── Entries provided ──
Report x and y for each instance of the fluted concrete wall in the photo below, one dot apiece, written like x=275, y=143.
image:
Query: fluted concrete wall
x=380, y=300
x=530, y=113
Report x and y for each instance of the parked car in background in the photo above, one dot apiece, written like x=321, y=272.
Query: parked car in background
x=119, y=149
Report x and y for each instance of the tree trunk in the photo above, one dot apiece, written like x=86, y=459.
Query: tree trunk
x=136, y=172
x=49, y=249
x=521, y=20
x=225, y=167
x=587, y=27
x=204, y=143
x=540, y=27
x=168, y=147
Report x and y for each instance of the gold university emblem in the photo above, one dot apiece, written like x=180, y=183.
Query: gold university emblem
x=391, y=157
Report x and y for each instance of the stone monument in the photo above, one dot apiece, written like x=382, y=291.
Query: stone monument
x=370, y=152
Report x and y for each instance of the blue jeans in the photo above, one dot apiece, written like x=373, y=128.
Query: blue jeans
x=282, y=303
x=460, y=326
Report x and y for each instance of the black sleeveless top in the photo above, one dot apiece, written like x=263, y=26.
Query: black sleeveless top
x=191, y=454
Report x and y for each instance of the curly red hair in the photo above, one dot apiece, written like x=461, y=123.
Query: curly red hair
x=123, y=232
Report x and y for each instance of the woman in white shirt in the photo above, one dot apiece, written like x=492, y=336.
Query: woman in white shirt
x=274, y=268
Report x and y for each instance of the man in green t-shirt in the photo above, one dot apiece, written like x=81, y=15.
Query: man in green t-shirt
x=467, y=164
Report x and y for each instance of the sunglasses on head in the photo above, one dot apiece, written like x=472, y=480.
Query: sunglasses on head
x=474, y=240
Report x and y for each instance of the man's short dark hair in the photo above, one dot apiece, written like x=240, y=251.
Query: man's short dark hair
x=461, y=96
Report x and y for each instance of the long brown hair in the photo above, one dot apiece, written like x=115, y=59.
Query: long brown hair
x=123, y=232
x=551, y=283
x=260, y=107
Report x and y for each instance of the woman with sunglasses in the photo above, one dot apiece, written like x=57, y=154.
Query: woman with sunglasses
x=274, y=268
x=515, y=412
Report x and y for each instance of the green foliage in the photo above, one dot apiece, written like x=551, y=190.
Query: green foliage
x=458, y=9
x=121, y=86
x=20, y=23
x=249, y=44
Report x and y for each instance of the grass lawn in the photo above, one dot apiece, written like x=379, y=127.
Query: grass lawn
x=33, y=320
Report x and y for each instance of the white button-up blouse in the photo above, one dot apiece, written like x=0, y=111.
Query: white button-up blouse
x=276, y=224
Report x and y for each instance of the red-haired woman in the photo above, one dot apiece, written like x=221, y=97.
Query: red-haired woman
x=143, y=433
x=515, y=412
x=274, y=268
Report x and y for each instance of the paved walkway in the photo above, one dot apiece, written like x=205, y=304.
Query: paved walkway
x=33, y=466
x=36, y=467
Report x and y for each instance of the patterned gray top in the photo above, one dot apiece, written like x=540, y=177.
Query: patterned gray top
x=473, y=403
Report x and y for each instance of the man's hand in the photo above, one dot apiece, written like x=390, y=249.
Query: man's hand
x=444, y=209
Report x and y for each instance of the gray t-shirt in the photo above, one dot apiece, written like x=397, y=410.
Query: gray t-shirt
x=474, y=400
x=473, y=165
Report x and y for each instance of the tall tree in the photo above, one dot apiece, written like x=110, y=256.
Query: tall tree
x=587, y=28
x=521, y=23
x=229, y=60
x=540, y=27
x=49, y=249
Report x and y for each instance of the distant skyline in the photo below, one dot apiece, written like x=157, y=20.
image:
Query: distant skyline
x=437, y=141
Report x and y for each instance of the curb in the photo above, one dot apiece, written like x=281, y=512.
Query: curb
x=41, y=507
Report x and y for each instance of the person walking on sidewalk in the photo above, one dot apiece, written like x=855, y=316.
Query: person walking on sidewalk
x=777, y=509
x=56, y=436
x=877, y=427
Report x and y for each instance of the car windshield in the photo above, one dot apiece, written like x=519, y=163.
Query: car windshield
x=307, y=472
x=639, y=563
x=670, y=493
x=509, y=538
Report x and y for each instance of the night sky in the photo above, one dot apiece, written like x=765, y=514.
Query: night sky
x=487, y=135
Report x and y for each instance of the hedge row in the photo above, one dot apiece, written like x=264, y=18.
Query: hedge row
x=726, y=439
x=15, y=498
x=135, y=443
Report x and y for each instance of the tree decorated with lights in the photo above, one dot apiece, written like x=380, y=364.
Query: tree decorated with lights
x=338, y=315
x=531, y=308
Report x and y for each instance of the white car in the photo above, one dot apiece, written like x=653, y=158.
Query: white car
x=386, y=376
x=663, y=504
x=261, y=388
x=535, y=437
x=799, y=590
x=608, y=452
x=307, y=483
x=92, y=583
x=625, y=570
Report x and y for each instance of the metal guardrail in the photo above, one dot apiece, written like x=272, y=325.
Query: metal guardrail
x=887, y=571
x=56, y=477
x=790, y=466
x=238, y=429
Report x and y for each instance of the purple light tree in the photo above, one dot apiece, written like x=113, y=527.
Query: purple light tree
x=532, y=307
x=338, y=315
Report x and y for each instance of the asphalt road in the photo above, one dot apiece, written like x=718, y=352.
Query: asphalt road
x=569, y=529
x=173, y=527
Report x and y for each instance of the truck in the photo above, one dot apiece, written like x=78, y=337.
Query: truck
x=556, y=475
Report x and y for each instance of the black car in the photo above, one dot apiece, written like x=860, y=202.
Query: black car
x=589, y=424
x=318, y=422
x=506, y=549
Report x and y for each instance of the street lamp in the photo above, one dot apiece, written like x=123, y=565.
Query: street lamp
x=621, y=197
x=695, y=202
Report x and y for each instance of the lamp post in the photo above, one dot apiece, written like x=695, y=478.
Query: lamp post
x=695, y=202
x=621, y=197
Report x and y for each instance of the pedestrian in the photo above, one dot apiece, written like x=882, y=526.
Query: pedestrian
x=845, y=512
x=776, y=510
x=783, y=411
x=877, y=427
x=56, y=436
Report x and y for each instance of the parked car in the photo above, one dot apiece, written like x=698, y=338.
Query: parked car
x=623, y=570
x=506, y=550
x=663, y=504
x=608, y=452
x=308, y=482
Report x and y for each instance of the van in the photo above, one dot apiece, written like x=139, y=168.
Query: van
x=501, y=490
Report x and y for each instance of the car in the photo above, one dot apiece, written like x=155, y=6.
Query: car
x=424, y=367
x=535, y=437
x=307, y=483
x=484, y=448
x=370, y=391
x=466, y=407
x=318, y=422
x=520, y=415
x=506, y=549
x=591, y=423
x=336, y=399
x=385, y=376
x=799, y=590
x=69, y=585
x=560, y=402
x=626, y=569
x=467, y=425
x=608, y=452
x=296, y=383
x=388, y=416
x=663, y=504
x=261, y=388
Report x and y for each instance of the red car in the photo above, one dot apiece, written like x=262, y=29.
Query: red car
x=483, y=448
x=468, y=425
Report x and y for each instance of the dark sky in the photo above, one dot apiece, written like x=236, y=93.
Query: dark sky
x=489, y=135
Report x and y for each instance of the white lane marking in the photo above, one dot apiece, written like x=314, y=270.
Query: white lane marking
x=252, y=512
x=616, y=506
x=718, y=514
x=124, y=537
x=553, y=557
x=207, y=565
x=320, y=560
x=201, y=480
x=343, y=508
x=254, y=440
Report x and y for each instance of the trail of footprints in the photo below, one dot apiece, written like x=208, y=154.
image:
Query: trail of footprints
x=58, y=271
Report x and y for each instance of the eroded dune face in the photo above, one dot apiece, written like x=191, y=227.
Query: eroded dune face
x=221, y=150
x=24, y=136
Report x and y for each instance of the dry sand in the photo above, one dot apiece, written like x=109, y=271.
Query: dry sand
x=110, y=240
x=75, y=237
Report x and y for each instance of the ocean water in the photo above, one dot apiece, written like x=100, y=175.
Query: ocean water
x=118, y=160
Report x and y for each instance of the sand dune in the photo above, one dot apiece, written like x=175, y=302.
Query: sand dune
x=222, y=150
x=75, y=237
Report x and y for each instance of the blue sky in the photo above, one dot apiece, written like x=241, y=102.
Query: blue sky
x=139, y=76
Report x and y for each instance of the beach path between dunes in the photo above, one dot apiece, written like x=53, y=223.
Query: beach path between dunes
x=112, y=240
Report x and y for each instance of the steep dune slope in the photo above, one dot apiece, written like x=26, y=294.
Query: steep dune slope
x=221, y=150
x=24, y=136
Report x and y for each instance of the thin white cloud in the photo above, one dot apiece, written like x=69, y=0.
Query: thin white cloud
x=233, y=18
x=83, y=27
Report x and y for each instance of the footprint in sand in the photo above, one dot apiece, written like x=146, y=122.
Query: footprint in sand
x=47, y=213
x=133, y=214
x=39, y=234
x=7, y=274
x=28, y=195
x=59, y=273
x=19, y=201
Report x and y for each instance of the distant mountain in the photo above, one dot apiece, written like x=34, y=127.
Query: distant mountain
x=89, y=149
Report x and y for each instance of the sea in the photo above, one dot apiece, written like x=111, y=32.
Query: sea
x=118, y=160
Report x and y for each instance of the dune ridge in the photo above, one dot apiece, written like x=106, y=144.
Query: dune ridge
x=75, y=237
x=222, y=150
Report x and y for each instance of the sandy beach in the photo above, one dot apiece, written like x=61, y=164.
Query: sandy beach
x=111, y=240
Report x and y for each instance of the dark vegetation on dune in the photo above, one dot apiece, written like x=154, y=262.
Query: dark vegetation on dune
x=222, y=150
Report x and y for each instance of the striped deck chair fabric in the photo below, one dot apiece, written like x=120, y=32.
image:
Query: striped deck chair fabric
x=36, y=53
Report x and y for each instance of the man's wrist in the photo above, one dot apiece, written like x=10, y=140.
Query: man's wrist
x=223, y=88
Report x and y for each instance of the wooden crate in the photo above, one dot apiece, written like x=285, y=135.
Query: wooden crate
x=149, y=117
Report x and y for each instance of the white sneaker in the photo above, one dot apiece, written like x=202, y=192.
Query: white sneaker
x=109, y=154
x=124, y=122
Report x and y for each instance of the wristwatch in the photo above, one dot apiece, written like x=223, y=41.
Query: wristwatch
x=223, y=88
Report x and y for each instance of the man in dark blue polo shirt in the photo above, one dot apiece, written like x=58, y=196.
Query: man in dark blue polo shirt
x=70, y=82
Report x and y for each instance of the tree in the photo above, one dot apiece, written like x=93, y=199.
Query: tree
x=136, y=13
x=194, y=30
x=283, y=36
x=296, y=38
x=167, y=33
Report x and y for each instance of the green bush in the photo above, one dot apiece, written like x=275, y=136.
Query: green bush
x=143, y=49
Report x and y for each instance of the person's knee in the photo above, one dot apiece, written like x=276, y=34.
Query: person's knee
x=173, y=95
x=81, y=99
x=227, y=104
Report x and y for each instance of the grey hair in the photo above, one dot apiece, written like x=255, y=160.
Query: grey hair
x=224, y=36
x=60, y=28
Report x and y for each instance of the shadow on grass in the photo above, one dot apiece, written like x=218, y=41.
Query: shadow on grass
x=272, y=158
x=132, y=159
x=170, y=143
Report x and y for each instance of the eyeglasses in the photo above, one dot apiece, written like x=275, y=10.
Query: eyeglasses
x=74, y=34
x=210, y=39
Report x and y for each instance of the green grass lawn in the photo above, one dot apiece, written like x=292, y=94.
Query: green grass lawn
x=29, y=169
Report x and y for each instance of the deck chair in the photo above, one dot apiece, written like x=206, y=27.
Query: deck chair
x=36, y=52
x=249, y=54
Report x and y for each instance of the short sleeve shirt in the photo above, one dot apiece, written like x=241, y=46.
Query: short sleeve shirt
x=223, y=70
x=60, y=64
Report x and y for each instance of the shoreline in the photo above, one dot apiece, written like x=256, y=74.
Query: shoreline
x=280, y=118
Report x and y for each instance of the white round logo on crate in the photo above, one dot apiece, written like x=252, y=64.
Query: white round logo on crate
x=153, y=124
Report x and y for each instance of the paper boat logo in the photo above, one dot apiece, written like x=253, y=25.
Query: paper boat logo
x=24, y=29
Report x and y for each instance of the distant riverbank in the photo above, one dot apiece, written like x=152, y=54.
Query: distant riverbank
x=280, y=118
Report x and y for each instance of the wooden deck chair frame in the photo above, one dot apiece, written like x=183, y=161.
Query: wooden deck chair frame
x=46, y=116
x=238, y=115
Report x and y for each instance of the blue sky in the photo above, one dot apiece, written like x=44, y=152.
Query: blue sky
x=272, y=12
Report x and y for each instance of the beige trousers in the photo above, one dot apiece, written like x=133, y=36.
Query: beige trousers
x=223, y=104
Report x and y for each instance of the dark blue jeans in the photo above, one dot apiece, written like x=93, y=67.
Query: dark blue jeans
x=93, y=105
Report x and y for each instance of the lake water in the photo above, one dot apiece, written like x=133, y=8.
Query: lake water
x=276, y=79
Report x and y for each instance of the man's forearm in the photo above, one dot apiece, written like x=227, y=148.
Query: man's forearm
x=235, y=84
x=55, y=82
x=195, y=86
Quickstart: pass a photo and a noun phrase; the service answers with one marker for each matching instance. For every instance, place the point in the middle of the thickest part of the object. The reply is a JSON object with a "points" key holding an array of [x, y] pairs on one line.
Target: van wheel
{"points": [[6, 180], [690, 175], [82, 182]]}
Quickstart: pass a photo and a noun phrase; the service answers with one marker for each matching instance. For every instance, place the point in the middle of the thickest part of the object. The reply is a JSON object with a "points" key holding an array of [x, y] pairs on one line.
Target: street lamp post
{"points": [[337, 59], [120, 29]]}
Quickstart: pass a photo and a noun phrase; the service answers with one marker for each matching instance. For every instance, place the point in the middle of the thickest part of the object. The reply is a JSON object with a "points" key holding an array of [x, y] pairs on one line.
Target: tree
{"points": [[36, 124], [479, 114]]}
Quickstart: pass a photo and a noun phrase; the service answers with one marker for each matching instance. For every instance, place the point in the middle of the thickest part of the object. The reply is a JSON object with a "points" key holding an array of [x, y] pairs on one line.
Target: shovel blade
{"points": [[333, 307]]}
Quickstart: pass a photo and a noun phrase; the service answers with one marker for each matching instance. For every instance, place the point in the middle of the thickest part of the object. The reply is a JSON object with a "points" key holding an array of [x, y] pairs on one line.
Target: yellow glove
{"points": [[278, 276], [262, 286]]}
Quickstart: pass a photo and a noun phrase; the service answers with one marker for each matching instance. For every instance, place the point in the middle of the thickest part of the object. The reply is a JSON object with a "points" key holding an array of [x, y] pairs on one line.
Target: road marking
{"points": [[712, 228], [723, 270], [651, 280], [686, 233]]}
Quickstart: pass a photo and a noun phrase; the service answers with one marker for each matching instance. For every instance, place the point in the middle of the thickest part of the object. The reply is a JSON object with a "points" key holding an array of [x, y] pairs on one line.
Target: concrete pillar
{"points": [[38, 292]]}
───
**Task statement**
A complete answer gives every line of the data that includes "below".

**Written solution**
Report x and y for each instance of the fluted concrete wall in the photo below, one dot apiece, written like x=275, y=143.
Report x and y for each instance of the distant skyline in the photo below, one dot apiece, written like x=157, y=20.
Report x and y for each instance of the trail of footprints in the photo below, one dot apiece, written like x=208, y=154.
Report x and y for each instance of the striped deck chair fabric in the photo below, one dot apiece, written like x=120, y=32.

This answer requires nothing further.